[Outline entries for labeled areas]
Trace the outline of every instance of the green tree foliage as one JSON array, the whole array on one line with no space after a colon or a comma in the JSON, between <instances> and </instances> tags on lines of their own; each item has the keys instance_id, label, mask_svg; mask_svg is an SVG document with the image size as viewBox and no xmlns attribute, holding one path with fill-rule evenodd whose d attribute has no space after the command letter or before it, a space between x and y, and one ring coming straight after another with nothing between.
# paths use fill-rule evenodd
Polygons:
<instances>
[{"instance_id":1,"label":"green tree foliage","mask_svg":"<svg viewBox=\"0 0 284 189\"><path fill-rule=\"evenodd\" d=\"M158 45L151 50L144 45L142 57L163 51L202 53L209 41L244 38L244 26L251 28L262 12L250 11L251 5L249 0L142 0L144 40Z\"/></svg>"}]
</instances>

◆ Exercise instructions ◆
Reproduce every line of the material above without changing a single character.

◆ In response ◆
Trace the outline of every instance of the green tree foliage as one JSON array, the whole array on one line with no space after a colon or a comma in the JSON, between <instances> and </instances> tags on lines of their own; each item has the keys instance_id, label, mask_svg; mask_svg is an SVG document with the image size as viewBox and no xmlns attribute, holding one path with fill-rule evenodd whose d attribute has no space after the command letter or before it, a space between x and y, and one ring coming straight after another with nothing between.
# paths use fill-rule evenodd
Polygons:
<instances>
[{"instance_id":1,"label":"green tree foliage","mask_svg":"<svg viewBox=\"0 0 284 189\"><path fill-rule=\"evenodd\" d=\"M158 45L151 50L144 45L142 57L163 51L202 53L209 41L244 38L244 26L251 28L262 12L250 11L251 5L249 0L142 0L144 40Z\"/></svg>"}]
</instances>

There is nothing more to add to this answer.